● ABOUT THIS TASK:
Search the records for the string "slat" and copy every line where it turns up.

● EXTRACTED RECORDS:
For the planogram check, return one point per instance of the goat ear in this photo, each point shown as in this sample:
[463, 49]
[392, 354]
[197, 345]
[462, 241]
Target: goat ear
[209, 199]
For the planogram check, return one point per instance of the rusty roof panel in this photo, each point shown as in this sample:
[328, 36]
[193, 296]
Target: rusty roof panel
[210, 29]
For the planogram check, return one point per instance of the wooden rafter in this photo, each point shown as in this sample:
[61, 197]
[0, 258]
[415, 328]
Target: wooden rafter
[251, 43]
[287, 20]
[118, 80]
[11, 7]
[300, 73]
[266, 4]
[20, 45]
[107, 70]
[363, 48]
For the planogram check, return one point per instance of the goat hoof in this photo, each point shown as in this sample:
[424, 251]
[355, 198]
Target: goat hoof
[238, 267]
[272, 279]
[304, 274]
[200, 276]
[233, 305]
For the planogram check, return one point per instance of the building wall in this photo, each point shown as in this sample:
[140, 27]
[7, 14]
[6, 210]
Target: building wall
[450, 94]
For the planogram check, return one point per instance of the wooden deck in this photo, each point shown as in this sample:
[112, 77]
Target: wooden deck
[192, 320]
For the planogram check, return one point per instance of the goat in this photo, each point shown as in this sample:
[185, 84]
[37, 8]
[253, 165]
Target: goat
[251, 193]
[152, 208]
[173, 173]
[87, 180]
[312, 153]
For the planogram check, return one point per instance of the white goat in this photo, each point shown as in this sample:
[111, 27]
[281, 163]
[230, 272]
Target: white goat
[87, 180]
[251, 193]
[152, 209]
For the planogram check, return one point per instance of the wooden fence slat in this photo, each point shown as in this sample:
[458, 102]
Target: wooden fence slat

● SOLUTION FOR THIS EXERCISE:
For the planogram check, return one point per instance of the wooden fence slat in this photo, each point shown as in this sample:
Target: wooden fence slat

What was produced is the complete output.